— START Document passage —

The Barnett - and Beyond
Mitchell Energy & Development Co. has been developing
the Barnett Shale in the Fort Worth Basin in the northeast sector
of central Texas since 1981.
The Mississippian-age Barnett Shale is one of the
most uniform statigraphic units in the basin, outcropping along
the flanks of the Llano uplift in central Texas, where it is about
30 to 50 feet thick.
The shale dips gently and thickens to the north,
reaching a maximum depth of around 8,500 feet and a maximum thickness
of almost 1,000 feet near the Texas-Oklahoma border.
Barnett Shale production was first established in
the Newark East Field in Wise and Denton counties, where it grew
from less than one billion cubic feet of gas from 25 wells in 1985
to 19.2 billion cubic feet from 306 wells in 1995. During the past
five years, production has more than doubled to 40.6 billion cubic
feet from over 500 wells.
The Barnett is found at 6,500 to 8,000 feet in the
Wise and Denton counties area and is about 500 feet thick. It is
divided into lower and upper intervals by the Forestburg Limestone.

— END Document passage —
— START Information supplied —

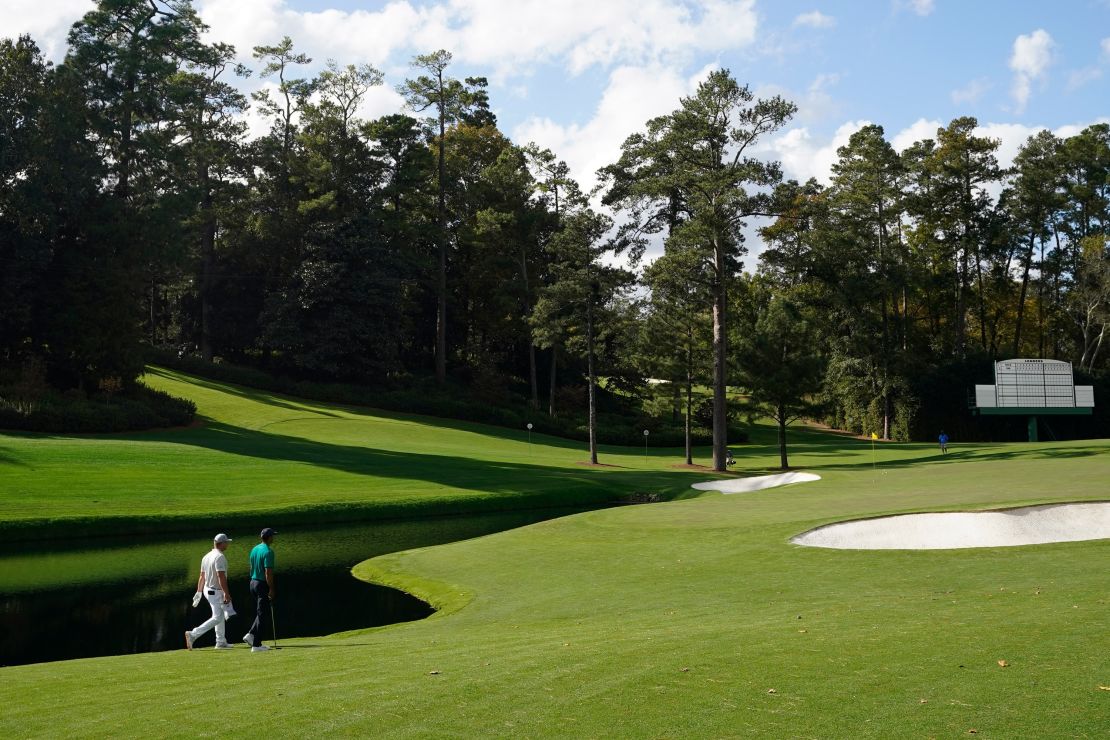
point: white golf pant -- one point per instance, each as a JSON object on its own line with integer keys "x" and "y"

— END Information supplied —

*Request A:* In the Barnett Shale passage, rewrite the paragraph beginning "Barnett Shale production was first established" as a short bulleted list that keeps its main facts.
*Request B:* Using the Barnett Shale passage, explain in one to three sentences why the shale in the Wise and Denton counties area has separate lower and upper intervals.
*Request C:* Write a continuation of the Barnett Shale passage, starting after its final sentence.

*Task response A:*
- Barnett Shale production began in the Newark East Field in Wise and Denton counties.
- In 1985, less than one billion cubic feet of gas came from 25 wells.
- By 1995, output reached 19.2 billion cubic feet from 306 wells.
- Over the past five years, production more than doubled to 40.6 billion cubic feet from over 500 wells.

*Task response B:* The Forestburg Limestone lies within the shale and divides it into lower and upper intervals.

*Task response C:*
AFE Oil and Gas Consultants expanded the Barnett
Shale play area in 1997 with a discovery in Dallas County, approximately
12 miles southeast of the Newark East Field. The firm continued
to expand its play area with three wells in northeastern Tarrent
County.
“Initially, Mitchell Energy completed only the lower
Barnett interval, using massive hydraulic fracturing treatments,”
Hill said. “Well costs typically ranged from $600,000 to $800,000,
including $200,000 to $300,000 in stimulation costs.”
In 1998 the firm experimented with a new stimulation
technique that employed water as the fracturing fluid, required
significantly less proppant and was about 60 percent less expensive
than the conventional stimulation treatments.
“The technique proved successful,” Hill said, “and
has since been implemented field wide.”
Last September Mitchell Energy demonstrated a technique
for economically completing the upper Barnett Shale interval, increasing
reserves in their core area by 25 percent, or 250 million cubic
feet per well, and expanding the play to previously marginal areas.
This new completion technique in combination with
a 50-acre spacing infill well drilling program is expected to allow
Mitchell Energy to increase its Barnett Shale gas production and
open up new areas for exploitation.
Hill said while the bulk of gas shale production
has come from these reservoirs in the San Juan, Appalachian, Michigan,
Illinois and Fort Worth basins, there are a multitude of opportunities
to expand shale gas activity in other regions of the country.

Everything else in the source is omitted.